__Records to use__
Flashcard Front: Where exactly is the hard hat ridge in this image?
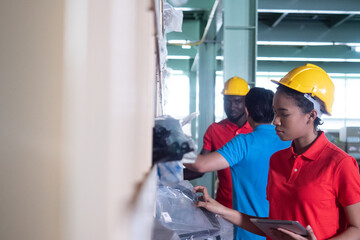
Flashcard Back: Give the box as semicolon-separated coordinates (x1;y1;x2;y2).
271;63;335;115
222;76;249;96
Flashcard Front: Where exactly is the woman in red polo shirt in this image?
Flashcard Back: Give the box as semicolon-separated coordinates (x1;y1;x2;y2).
195;64;360;240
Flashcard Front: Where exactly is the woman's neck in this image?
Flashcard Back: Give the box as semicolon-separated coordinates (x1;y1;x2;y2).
294;131;319;155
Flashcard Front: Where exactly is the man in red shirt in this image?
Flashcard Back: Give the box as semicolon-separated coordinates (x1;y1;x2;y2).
184;77;252;208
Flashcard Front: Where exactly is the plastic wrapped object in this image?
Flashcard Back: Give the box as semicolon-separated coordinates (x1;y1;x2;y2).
156;181;221;240
153;116;195;163
157;161;184;185
163;3;183;33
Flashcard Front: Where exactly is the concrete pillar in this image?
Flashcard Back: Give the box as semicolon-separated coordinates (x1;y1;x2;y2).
0;0;155;240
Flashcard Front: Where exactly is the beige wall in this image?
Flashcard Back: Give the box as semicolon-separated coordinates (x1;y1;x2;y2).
0;0;155;240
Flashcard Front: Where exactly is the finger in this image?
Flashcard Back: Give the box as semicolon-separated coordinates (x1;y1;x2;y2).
276;228;306;240
194;186;211;201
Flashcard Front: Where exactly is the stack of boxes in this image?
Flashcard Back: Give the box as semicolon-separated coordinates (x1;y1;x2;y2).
339;127;360;163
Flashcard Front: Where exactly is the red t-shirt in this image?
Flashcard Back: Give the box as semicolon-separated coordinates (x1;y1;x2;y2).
267;133;360;240
203;119;252;208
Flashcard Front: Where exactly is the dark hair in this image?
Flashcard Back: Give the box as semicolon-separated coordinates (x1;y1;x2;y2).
277;85;323;129
245;87;274;123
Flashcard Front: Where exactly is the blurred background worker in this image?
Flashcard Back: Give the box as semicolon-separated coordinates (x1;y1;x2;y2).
184;76;252;208
186;87;290;240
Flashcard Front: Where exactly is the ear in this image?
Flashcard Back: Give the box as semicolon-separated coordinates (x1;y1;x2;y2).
309;109;317;121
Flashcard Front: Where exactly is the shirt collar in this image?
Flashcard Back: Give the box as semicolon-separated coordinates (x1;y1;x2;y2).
290;131;328;161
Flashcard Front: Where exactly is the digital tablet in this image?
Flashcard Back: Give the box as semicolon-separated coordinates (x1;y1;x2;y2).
250;218;307;240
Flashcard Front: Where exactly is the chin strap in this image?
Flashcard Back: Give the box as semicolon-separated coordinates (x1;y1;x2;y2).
304;93;322;118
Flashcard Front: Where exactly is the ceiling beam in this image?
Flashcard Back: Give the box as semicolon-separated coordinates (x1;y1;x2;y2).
271;13;288;28
330;14;355;28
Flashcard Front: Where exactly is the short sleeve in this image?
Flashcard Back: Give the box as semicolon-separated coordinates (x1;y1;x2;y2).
334;156;360;207
203;125;216;152
218;134;248;167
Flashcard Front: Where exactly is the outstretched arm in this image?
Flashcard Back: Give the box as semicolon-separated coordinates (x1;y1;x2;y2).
194;186;265;236
184;152;230;173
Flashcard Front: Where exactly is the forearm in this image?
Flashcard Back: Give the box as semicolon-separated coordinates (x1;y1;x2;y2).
184;168;204;180
184;155;206;173
184;152;229;173
218;208;265;236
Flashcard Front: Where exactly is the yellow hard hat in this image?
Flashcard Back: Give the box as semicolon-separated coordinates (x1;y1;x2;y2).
271;63;335;115
222;76;249;96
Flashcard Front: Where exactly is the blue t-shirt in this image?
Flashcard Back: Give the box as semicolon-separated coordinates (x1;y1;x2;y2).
218;124;291;240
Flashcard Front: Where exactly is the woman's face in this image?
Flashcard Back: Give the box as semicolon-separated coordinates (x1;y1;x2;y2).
273;91;314;141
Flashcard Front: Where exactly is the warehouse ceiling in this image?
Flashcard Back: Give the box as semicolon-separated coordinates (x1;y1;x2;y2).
167;0;360;73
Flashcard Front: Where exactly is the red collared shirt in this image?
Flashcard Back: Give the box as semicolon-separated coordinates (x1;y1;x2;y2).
203;119;252;208
267;132;360;240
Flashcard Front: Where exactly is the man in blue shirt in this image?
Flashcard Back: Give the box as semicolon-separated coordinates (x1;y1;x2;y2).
185;87;291;240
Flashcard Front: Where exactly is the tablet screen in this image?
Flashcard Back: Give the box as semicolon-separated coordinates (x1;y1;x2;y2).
250;218;307;240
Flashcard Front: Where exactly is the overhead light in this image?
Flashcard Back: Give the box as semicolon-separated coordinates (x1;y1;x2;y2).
166;55;191;60
257;9;360;15
167;40;187;44
170;70;184;75
256;57;360;62
256;41;360;47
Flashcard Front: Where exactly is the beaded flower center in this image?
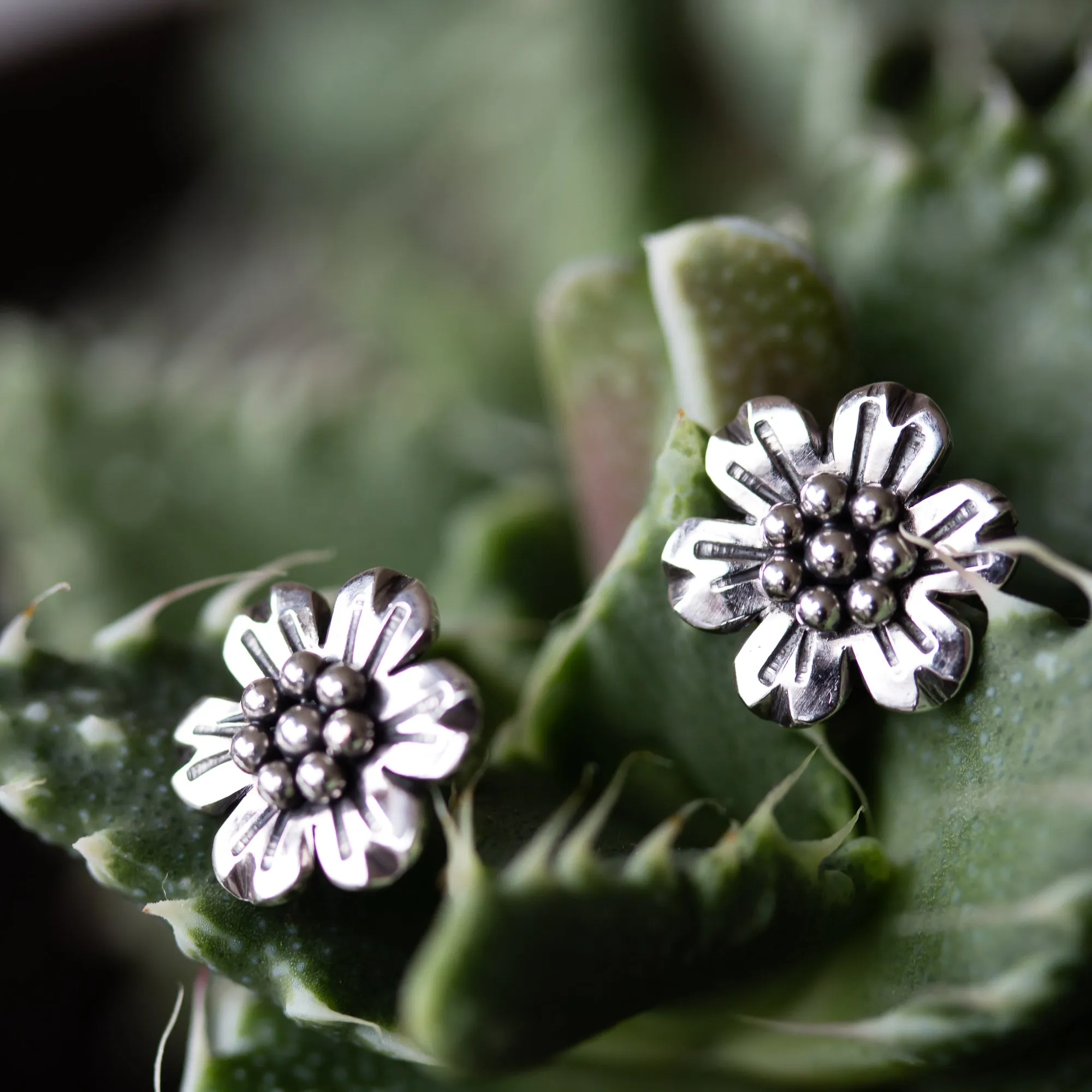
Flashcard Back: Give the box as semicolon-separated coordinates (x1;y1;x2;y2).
232;652;376;808
759;474;917;632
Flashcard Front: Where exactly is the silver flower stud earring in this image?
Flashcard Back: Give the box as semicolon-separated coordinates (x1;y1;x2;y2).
171;569;480;903
663;383;1016;725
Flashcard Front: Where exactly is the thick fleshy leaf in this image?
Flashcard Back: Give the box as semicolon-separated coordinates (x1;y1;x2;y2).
181;975;758;1092
170;698;253;811
645;217;853;431
401;767;889;1072
428;478;584;734
586;580;1092;1085
538;251;678;572
506;417;851;836
0;640;442;1053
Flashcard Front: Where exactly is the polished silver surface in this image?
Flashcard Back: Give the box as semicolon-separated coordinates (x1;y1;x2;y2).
322;709;376;758
800;473;848;520
314;664;368;710
796;584;842;633
850;485;902;532
759;555;804;600
273;705;323;759
277;649;327;698
171;569;480;903
239;678;281;724
804;526;857;583
254;759;296;810
845;578;899;629
232;724;271;773
762;505;804;549
296;751;345;804
663;383;1016;724
868;531;917;580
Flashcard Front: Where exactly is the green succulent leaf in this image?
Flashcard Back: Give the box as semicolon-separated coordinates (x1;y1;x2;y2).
0;638;442;1054
503;416;852;838
181;975;450;1092
401;767;889;1072
428;478;583;724
538;258;677;572
645;217;853;431
581;577;1092;1084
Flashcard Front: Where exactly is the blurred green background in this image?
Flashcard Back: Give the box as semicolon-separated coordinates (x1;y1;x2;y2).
0;0;1092;1089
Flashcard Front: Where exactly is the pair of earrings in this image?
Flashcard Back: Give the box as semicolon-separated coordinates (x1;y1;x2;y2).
171;383;1016;903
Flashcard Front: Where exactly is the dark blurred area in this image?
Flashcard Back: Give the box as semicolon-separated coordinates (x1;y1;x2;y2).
0;4;211;316
0;10;215;1092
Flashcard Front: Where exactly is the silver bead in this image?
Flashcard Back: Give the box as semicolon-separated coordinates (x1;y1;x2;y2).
796;584;842;632
804;527;857;580
845;579;899;629
273;705;322;758
800;474;848;520
762;505;804;549
868;531;917;580
258;759;296;808
239;679;281;724
232;724;270;773
314;664;368;709
296;751;345;804
759;557;804;600
322;709;376;758
850;485;900;531
280;651;327;698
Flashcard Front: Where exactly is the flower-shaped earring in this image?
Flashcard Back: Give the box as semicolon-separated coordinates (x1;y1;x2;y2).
171;569;480;903
663;383;1016;725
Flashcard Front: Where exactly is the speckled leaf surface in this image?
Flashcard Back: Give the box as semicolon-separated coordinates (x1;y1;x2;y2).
581;592;1092;1084
401;767;889;1072
645;216;854;431
181;976;755;1092
503;416;852;838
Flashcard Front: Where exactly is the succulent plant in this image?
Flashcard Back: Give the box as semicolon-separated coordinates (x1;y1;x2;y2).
6;205;1092;1090
6;0;1092;1092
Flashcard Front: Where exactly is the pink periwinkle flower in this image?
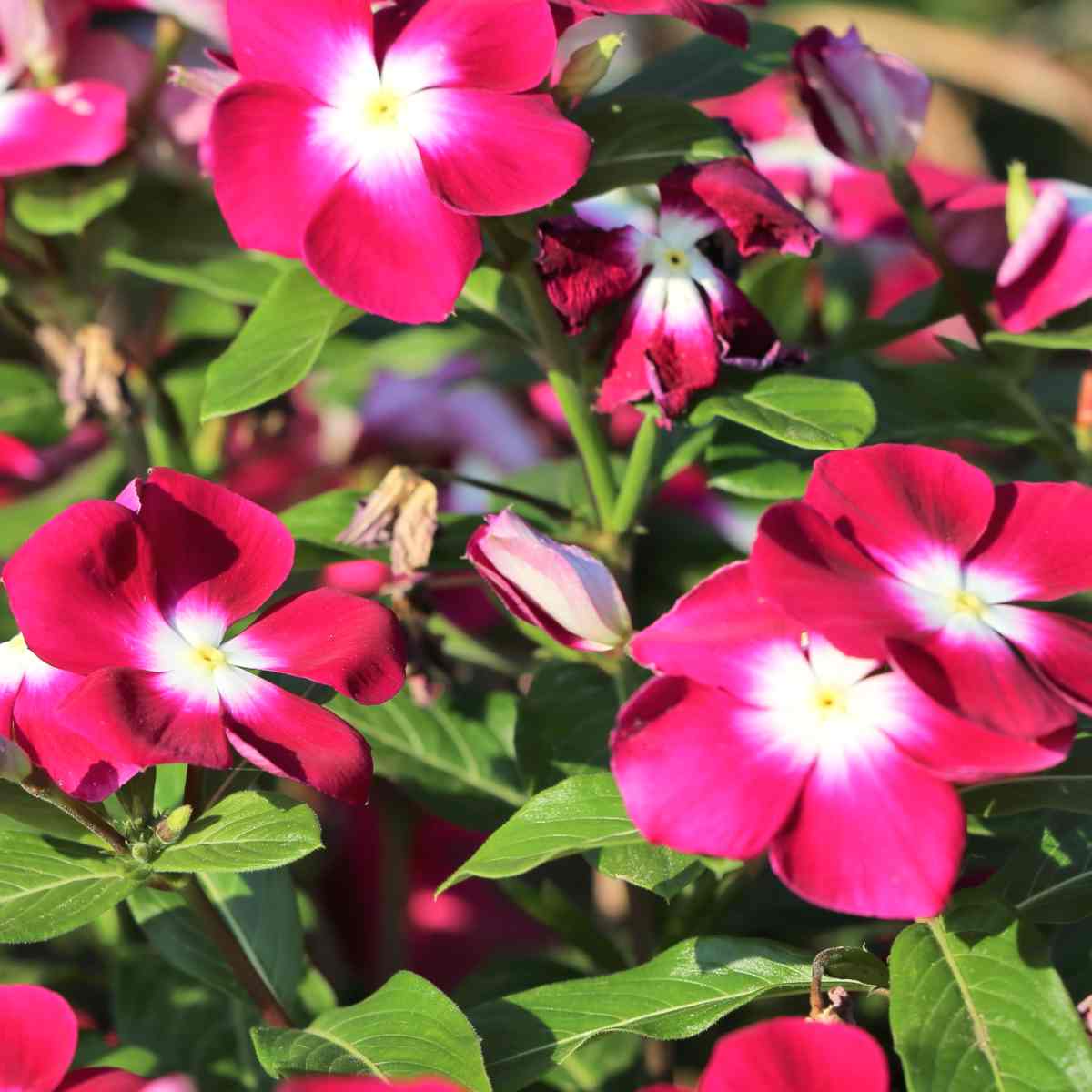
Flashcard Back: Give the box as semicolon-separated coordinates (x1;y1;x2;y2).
539;158;819;415
611;562;1072;918
466;511;632;652
212;0;590;322
0;985;197;1092
752;444;1092;736
4;470;405;803
793;26;930;170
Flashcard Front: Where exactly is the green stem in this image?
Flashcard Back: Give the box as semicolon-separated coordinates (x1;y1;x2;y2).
512;258;615;531
611;414;662;535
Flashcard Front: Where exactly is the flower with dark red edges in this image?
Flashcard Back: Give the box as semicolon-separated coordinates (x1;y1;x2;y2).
4;470;405;802
793;26;932;170
212;0;590;322
0;985;197;1092
752;444;1092;736
698;1016;890;1092
551;0;765;49
539;158;819;415
611;562;1072;918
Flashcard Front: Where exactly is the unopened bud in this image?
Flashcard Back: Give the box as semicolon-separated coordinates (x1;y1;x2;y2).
553;34;624;108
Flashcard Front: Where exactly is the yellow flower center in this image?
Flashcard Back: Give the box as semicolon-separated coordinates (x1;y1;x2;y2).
364;87;402;126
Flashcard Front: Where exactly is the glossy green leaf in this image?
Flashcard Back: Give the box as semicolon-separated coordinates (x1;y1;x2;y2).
890;891;1092;1092
469;937;870;1092
152;792;322;873
327;690;526;830
0;830;141;944
252;971;490;1092
201;267;359;420
437;772;643;894
690;375;875;451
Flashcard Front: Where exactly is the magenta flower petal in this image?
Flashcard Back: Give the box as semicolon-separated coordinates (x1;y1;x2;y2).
406;90;591;217
304;147;481;322
698;1016;890;1092
138;468;296;637
220;672;371;804
383;0;557;94
770;729;966;918
0;80;129;177
611;672;812;858
4;500;167;675
209;80;351;258
224;593;405;705
0;986;78;1092
228;0;379;102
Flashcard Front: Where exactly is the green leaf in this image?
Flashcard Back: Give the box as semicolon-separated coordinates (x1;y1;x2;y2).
610;22;796;102
960;737;1092;817
0;830;141;944
0;360;65;444
201;267;359;420
437;774;643;895
890;891;1092;1092
152;791;322;873
515;662;618;790
690;375;875;451
327;690;526;830
469;937;870;1092
252;971;490;1092
11;162;135;235
568;98;742;201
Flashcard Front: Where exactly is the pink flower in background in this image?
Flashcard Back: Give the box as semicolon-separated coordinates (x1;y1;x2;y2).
466;511;632;652
4;470;405;802
539;158;819;414
212;0;590;322
793;26;932;170
698;1016;890;1092
752;444;1092;736
611;562;1072;918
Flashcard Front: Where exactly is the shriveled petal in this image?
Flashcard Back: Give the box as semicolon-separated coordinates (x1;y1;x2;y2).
989;606;1092;714
770;733;966;918
61;668;231;770
889;622;1076;738
217;668;371;804
537;217;644;334
223;588;406;705
629;561;804;701
660;157;820;258
209;80;351;258
698;1016;889;1092
0;985;78;1092
4;500;168;675
228;0;379;102
857;672;1074;783
804;443;994;592
967;481;1092;600
383;0;557;94
304;135;481;322
611;677;813;858
138;468;296;644
405;87;591;217
0;80;129;177
750;501;924;660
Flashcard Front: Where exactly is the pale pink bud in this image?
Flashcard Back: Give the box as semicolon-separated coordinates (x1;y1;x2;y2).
466;511;632;652
793;26;930;170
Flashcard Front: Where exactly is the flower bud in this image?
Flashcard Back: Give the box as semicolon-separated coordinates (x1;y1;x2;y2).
793;26;930;170
466;511;632;652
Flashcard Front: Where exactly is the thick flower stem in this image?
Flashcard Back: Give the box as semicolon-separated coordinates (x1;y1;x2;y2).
512;258;615;531
611;414;661;535
20;770;130;857
182;877;293;1027
886;167;992;351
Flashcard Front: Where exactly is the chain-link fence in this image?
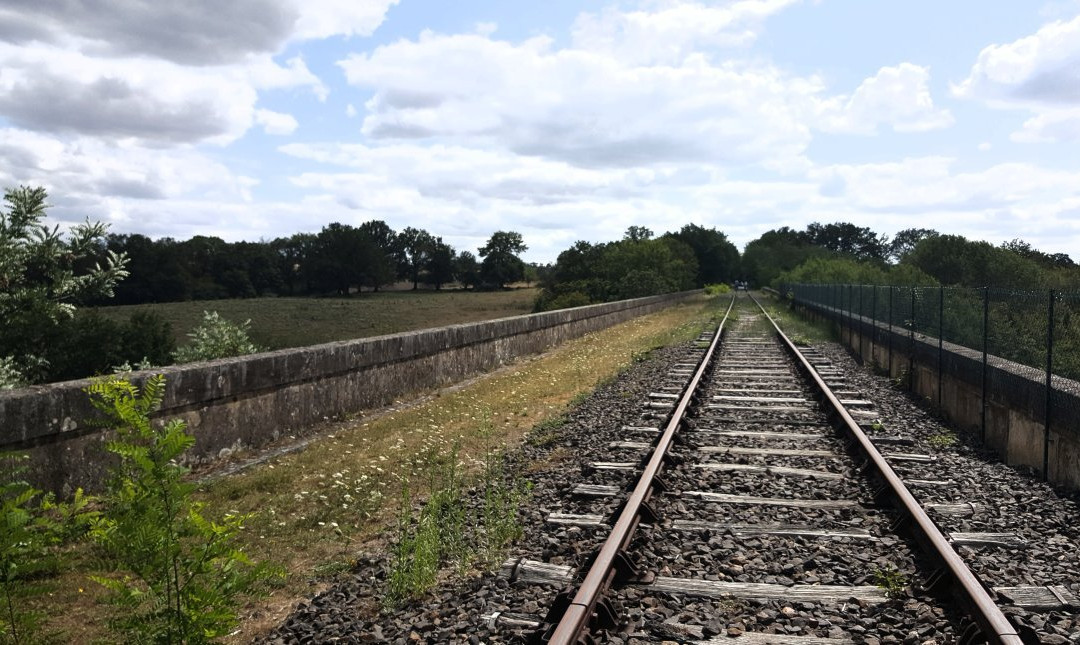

__Exercise aim__
Rewrite the lines from the one containing "Flashcard Front: Where exactly is the outstretched" through the one containing "185;87;291;240", keeping every request line as is and adding 22 to each bounding box coordinate.

__Reply__
Flashcard Front: Where exactly is the outstretched arm in this image?
Flashcard Back: Give the box as semicolon-separated coordinates (x1;y1;x2;y2).
216;208;287;258
206;174;252;195
Flashcard Front: Where exactly is the forearm in this image?
Flashcard Back: Give the box as semicolon-separated coordinates (x1;y1;x2;y2).
206;190;226;202
206;177;228;195
206;174;251;195
240;230;287;258
Flashcard Front: Where exactly is the yellow hard hat in this image?
Flashcard Back: Give the box as semicolon-separated coordinates (x1;y1;x2;y2).
293;85;357;137
244;98;271;118
Flashcard Front: Where exactly is the blue t-shirt in this image?
Flashcard Back: Give the box as semicolon-separated coordinates (x1;y1;x2;y2).
240;146;313;262
Flashcard Front: Where exactly is the woman's face in this image?
Flashcard Back: Give the box as semicolon-separated coordinates (x1;y1;x2;y2).
295;113;336;163
Flashcard Front: Where exactly is the warehouse ceiling in this image?
Flashcard Back: Give the box as semicolon-separated coordinates (x1;y1;x2;y2).
189;22;382;95
Flashcard Front: Where exactly is the red collared shirt in this image?
Flashcard Back: Give the box as semicolon-separated coordinates (x1;y1;x2;y2).
225;141;274;230
289;154;382;262
Flashcard Front: Where exactly is the man in blue shirt in this image?
Flashcard Back: Give the box as semicolon-separated coordinates (x1;y1;x2;y2).
207;109;313;262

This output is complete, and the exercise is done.